- [Text segment]:
◇ ◇ ◇

Virginia school district delays Bible class after AU warning
Church & State, Sep 2000
A public school district in rural Virginia has delayed instituting a "Bible as History and Literature" course after Americans United warned that the move could spark a lawsuit.
The Surry School Board approved the Bible class in May as part of the system's elective offerings for the 2000-01 school year. The action was taken after community residents circulated petitions in local churches requesting that such a class be offered.
One month later the board backed down and voted to suspend the course indefinitely. Superintendent LaVerne Daniels complained that "outside meddlers" have spiked the plan, remarking, "We are a small, rural county. The private interest groups can fight longer and harder than we can."
Daniels was referring to Americans United. AU attorney Margaret F. Garrett wrote to the board June 12 after the organization learned that a Bible course published by the National Council on Bible Curriculum in Public Schools was under consideration.
Americans United does not oppose objective study about the Bible in school but believes that the National Council's curriculum is essentially a Sunday school course. The group, which has close ties to TV preacher D. James Kennedy, promotes a historically inaccurate "Christian nation" view of U.S. history and opposes separation of church and state.

◇ ◇ ◇

[Contour labeling listing]

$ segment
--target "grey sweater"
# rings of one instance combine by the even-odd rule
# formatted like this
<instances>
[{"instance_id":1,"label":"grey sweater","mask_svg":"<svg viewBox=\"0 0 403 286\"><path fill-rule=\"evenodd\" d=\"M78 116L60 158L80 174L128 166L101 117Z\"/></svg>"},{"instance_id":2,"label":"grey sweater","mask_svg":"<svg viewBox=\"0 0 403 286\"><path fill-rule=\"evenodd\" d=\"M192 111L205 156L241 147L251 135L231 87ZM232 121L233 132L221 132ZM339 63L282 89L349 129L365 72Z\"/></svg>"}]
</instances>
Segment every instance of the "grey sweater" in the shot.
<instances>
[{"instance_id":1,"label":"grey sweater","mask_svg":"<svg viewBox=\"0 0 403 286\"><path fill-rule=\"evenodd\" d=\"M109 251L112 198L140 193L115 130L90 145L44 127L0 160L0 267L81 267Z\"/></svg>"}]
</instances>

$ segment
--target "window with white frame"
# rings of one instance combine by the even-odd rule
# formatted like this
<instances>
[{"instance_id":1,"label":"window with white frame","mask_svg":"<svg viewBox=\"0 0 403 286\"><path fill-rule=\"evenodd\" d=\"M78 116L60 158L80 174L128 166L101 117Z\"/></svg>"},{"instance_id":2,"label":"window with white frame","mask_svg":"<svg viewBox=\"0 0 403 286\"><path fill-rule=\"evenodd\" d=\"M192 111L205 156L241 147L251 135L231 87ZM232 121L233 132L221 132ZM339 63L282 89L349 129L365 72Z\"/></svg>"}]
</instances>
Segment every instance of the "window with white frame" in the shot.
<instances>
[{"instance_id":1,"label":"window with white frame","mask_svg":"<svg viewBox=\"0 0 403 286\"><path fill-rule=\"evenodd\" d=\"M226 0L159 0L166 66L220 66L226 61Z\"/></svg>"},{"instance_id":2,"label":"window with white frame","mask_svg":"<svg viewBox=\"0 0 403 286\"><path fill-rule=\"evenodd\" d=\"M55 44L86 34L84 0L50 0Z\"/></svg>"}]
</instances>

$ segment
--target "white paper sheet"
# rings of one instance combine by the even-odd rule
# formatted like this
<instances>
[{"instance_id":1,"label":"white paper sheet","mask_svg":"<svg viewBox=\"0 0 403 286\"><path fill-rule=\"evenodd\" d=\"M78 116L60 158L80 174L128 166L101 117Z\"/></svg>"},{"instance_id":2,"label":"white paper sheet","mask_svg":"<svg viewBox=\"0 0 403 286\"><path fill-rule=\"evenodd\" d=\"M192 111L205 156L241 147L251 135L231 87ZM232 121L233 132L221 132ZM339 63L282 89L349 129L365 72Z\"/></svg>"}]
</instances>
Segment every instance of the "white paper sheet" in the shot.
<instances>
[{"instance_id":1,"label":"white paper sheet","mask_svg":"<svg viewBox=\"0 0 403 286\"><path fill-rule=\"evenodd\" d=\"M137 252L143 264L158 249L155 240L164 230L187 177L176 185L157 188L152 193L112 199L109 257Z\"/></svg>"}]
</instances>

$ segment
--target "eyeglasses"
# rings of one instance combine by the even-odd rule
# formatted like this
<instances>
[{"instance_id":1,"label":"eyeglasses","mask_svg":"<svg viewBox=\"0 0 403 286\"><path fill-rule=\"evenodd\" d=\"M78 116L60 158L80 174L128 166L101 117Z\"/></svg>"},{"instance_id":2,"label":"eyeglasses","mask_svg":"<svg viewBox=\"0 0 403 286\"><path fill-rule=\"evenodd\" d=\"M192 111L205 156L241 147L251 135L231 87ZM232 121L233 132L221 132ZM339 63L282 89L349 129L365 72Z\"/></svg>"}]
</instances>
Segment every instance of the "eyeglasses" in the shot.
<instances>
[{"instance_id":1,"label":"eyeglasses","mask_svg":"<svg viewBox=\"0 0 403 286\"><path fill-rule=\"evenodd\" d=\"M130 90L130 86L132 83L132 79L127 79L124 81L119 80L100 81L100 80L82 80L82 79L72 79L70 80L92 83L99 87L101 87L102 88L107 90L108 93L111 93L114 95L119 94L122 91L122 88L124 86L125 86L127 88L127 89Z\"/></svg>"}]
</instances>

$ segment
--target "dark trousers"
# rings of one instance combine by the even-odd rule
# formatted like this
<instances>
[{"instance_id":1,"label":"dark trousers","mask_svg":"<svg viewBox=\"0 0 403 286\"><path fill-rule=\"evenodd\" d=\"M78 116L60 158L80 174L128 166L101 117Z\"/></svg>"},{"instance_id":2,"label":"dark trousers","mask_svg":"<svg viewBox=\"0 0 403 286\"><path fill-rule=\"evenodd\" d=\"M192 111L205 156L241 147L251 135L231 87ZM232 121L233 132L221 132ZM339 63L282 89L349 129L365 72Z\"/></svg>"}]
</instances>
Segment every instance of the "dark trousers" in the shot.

◇ ◇ ◇

- [Exercise task]:
Decide whether each statement agrees with the article on the Virginia Bible class, answering yes or no and quoting the deciding words of the article. 1. The Surry School Board approved the Bible class in May. 2. Americans United opposes any study of the Bible in public schools. 3. An Americans United attorney wrote to the board in June.

- [The output]:
1. Yes: "The Surry School Board approved the Bible class in May"
2. No: "Americans United does not oppose objective study about the Bible in school"
3. Yes: "AU attorney Margaret F. Garrett wrote to the board June 12"